• **PASSAGE TO READ**
* Begin *
Mark Simpson is featured at the Trondheim Chamber Music Festival between 20 and 27 September, including a collection of Norwegian premieres of his works, and concerts where he appears as clarinettist or conductor. Eight Simpson works are performed with a socially distanced audience, featuring chamber groups, the Trondheim Sinfonietta and the Trondheim Symphony Orchestra. This is the largest Norwegian focus on the British composer’s music to date.

Mark Simpson writes about his participation in the Trondheim concerts:
“During a time of unprecedented global uncertainty and instability in the arts I feel a sense of deep gratitude and happiness that I’m able to travel to Trondheim to partake in the Trondheim Chamber Music Festival as Composer in Residence as planned. I’m very much looking forward to working with all the brilliant musicians involved in the festival to present my music in Norway for the first time! From chamber music, to ensemble and orchestral music, it’s going to be a fantastic week filled with new collaborations and brilliant music making. I feel very lucky and honoured to be featured and I can’t wait to be there!”

On 23 September the entire programme is devoted to Mark Simpson’s works including Lethe for trombone and ensemble, Darkness Moves for clarinet solo, the piano trio After Avedon which depicts four images by the iconic photographer, and the composer’s work for 14 instrumentalists Straw Dogs, conducted by Simpson. The latter score contrasts the reverence and destruction applied to the straw dog offerings in ancient Chinese rituals, worshipped and then tossed aside, and considers in musical terms how this might be applied to humanity as a whole: “long, yearning melodies set against turbulent textural passages characterise the first half of the piece whilst the second half is more reflective and leads towards a destructive climax”.
* End *
• **OBJECTIVES**
1. Decide whether each statement below agrees with the Trondheim festival text. Answer yes or no for each, and quote the exact words of the text that settle it.
(a) The festival's Simpson focus runs between 20 and 27 September.
(b) Simpson takes part in the festival as its conductor in residence.
(c) Straw Dogs is written for 12 instrumentalists.
2. Quote the Trondheim festival text from "Mark Simpson is" to "music to date.", word for word.

• **SUPPLIED RECORDS**
* Begin *
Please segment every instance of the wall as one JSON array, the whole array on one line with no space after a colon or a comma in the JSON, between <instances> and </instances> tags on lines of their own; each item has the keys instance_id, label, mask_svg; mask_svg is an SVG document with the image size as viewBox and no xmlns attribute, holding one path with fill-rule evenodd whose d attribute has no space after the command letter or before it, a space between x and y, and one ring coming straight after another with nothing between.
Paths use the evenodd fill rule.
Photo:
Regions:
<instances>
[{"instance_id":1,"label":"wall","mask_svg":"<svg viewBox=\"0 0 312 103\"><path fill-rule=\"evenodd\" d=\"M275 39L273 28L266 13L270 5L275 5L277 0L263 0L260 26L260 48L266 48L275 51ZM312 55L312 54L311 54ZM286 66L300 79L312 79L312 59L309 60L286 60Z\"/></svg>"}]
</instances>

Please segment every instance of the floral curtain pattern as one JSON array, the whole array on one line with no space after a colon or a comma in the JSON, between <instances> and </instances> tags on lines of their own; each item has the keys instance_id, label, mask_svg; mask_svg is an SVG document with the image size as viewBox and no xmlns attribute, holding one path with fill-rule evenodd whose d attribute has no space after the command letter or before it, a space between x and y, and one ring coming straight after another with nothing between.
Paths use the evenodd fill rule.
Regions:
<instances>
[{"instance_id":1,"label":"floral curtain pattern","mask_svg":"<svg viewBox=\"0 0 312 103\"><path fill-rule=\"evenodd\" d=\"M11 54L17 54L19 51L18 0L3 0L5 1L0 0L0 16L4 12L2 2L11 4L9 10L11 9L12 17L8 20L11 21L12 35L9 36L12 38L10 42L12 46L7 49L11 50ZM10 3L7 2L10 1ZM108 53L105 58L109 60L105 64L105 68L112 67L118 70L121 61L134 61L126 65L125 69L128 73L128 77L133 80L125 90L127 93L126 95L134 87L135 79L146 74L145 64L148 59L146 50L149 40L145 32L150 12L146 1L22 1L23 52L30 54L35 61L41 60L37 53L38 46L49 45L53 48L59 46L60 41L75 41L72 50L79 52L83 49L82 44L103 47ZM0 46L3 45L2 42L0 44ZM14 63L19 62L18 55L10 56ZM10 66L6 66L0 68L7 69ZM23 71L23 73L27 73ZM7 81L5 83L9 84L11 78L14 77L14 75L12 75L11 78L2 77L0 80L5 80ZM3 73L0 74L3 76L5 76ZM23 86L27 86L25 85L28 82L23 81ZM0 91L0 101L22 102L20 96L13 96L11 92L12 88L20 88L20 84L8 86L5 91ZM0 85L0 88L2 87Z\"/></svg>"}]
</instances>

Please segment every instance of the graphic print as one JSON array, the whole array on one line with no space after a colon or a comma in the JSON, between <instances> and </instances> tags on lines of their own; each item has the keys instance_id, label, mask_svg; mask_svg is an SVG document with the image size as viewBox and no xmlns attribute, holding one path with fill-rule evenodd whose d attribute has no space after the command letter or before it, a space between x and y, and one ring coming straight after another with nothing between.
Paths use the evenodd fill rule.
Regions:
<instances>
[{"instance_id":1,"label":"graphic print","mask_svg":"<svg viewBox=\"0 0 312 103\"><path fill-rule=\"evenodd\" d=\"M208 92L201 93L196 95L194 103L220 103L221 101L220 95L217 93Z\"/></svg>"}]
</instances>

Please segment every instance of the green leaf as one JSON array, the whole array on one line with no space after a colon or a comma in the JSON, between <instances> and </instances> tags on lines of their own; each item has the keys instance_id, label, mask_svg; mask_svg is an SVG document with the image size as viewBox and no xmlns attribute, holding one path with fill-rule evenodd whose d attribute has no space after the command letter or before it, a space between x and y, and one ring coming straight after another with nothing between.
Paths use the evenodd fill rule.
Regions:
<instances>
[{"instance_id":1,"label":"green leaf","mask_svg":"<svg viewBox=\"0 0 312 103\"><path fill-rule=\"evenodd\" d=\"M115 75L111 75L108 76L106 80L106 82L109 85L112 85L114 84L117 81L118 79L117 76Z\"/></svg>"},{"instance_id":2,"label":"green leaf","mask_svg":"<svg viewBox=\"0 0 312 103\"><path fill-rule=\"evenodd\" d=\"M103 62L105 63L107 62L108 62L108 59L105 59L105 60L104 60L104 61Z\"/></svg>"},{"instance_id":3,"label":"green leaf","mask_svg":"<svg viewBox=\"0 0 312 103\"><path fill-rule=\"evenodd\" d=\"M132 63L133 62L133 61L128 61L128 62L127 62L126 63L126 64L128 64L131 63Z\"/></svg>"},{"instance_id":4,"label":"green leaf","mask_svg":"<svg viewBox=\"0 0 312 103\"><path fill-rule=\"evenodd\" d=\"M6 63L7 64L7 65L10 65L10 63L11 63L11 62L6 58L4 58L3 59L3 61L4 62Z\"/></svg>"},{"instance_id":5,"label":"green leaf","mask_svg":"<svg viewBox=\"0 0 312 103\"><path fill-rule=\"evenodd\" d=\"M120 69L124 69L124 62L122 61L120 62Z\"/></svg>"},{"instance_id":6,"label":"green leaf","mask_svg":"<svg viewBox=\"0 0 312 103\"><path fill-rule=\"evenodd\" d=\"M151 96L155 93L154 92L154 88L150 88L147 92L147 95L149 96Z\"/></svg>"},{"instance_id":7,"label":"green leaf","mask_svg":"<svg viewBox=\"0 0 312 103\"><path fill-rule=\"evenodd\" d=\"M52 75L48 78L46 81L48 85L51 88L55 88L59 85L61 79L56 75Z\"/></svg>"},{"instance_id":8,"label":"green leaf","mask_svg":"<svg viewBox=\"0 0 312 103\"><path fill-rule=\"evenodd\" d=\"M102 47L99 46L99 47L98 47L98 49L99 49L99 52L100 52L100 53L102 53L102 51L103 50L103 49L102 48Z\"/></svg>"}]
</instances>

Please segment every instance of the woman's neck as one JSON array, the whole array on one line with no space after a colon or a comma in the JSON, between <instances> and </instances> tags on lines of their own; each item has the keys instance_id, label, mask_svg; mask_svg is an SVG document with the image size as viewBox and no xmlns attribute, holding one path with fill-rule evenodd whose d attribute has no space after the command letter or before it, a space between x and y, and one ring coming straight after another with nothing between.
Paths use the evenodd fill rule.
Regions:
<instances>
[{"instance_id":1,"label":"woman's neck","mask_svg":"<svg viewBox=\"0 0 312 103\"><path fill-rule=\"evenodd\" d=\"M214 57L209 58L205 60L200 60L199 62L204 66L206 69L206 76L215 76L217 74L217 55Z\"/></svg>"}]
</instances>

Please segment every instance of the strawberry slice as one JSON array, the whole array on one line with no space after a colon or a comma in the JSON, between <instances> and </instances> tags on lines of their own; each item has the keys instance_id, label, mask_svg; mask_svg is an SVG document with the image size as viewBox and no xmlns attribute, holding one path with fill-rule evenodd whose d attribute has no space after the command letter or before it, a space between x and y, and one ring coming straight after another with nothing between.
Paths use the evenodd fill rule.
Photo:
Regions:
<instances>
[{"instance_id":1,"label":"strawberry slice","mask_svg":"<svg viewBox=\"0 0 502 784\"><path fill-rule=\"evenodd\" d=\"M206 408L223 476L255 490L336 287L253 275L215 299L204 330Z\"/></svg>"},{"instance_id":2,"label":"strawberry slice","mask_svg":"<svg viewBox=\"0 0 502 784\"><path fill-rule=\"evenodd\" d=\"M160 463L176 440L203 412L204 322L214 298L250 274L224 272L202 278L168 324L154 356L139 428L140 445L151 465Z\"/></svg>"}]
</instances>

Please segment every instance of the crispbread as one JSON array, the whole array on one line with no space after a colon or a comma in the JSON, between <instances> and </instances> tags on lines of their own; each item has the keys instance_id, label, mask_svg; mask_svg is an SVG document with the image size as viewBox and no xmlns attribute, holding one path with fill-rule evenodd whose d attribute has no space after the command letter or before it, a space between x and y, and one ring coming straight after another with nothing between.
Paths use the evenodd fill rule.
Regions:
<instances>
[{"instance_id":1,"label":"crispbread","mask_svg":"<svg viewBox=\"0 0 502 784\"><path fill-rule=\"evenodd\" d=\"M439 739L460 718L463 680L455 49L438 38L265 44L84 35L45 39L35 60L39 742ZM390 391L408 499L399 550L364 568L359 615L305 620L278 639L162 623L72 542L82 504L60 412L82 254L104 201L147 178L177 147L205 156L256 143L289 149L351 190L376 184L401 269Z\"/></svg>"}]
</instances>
* End *
• **EXERCISE ANSWERS**
1.
(a) Yes: "between 20 and 27 September"
(b) No: "as Composer in Residence"
(c) No: "the composer’s work for 14 instrumentalists Straw Dogs"

2.
Mark Simpson is featured at the Trondheim Chamber Music Festival between 20 and 27 September, including a collection of Norwegian premieres of his works, and concerts where he appears as clarinettist or conductor. Eight Simpson works are performed with a socially distanced audience, featuring chamber groups, the Trondheim Sinfonietta and the Trondheim Symphony Orchestra. This is the largest Norwegian focus on the British composer’s music to date.